## [TEXT SECTION]
..........

Ki Tzarich Video Release - Sometimes the "I" Gets in the Way
Ki Tzarich Video Release
Ki Tzarich - Josh Warshawsky
Sometimes The "I" Gets in the Way
Dear Friends,
Sometimes we are our own worst enemy. In this week’s parashah, Vayeitze, Jacob runs away from Be’er Sheva, away from his brother Esau, and comes upon a certain place and stops for the night. There he has a famous dream of a ladder reaching to heaven with angels going up and coming down. When he wakes up, he exclaims, “Achen yesh Adonai bamakom hazeh va’anochi lo yadati (Bereishit 28:16)!” “Surely the Holy One is present in this place, and I did not know it!” Our sages teach us that every single word in the Torah is intentional and there is some meaning behind it. Rav Shimshon from Ostropol taught us to look at the last letters of each of these words: “אכן יש ה’ במקום הזה” The last letters spell the word “נשמה,” “Soul.” Even though the whole world is filled with Divine Glory, the central essence of the Divine is in the soul.
But the key is “Va’anochi lo yadati,” “and I did not know it!” Rabbi Dov Bear, the Maggid of Mezritch, teaches about the verse, “אָנֹכִי עֹמֵד בֵּין-ה’ וּבֵינֵיכֶם (Devarim 5:5),” “I stand between the Divine and you,” I-ness, ego, self-centeredness, is the screen that separates between human and the Divine. If we are able to see through the screen of the ego, of our own self, we open ourselves up to the rest of the world, to what is greater than the self alone.
That is what Rebbe Nachman of Breslov was trying to teach us with the words I have set to this melody. He wrote, “Every person must say to themselves, ‘the whole world was created for me.’ Once I realize that the world was created for me, I must, at all times, seek out ways to do tikkun olam, and to fill up the holes in the world, and to pray on the world’s behalf.”

..........

## [MATERIAL SUPPLIED]
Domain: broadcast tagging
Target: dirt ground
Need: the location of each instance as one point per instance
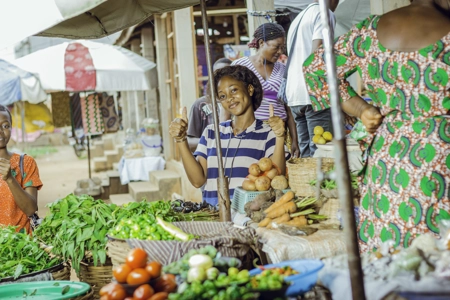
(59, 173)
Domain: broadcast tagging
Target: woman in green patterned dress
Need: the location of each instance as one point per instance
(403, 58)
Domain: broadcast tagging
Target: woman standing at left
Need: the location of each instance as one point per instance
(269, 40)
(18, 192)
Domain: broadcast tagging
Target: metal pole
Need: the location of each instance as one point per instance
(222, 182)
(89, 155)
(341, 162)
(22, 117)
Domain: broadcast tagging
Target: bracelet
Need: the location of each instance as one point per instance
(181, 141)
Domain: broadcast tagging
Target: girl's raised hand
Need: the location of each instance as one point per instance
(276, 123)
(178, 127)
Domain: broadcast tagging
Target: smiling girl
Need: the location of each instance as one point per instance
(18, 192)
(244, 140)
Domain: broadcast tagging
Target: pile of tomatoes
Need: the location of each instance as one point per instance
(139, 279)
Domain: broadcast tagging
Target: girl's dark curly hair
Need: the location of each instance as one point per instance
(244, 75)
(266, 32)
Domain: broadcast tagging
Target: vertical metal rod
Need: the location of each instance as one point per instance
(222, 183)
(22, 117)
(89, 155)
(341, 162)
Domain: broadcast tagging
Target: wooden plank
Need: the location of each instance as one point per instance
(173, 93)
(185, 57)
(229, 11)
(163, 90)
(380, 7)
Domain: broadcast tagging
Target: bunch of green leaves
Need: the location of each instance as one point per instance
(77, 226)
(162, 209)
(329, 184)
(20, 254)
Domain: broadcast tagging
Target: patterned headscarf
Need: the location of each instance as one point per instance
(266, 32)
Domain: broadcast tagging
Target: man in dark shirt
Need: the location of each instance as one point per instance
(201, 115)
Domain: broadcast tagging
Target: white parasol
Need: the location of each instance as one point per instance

..........

## [TASK INSTRUCTIONS]
**1.** Reproduce the entire commentary on Vayeitze word for word.
**2.** List every line of the records that contains the word "patterned".
The records bear no relation to the commentary on Vayeitze.

## [OUTPUTS IN ORDER]
**1.**
Ki Tzarich Video Release - Sometimes the "I" Gets in the Way
Ki Tzarich Video Release
Ki Tzarich - Josh Warshawsky
Sometimes The "I" Gets in the Way
Dear Friends,
Sometimes we are our own worst enemy. In this week’s parashah, Vayeitze, Jacob runs away from Be’er Sheva, away from his brother Esau, and comes upon a certain place and stops for the night. There he has a famous dream of a ladder reaching to heaven with angels going up and coming down. When he wakes up, he exclaims, “Achen yesh Adonai bamakom hazeh va’anochi lo yadati (Bereishit 28:16)!” “Surely the Holy One is present in this place, and I did not know it!” Our sages teach us that every single word in the Torah is intentional and there is some meaning behind it. Rav Shimshon from Ostropol taught us to look at the last letters of each of these words: “אכן יש ה’ במקום הזה” The last letters spell the word “נשמה,” “Soul.” Even though the whole world is filled with Divine Glory, the central essence of the Divine is in the soul.
But the key is “Va’anochi lo yadati,” “and I did not know it!” Rabbi Dov Bear, the Maggid of Mezritch, teaches about the verse, “אָנֹכִי עֹמֵד בֵּין-ה’ וּבֵינֵיכֶם (Devarim 5:5),” “I stand between the Divine and you,” I-ness, ego, self-centeredness, is the screen that separates between human and the Divine. If we are able to see through the screen of the ego, of our own self, we open ourselves up to the rest of the world, to what is greater than the self alone.
That is what Rebbe Nachman of Breslov was trying to teach us with the words I have set to this melody. He wrote, “Every person must say to themselves, ‘the whole world was created for me.’ Once I realize that the world was created for me, I must, at all times, seek out ways to do tikkun olam, and to fill up the holes in the world, and to pray on the world’s behalf.”

**2.**
Target: woman in green patterned dress
Target: patterned headscarf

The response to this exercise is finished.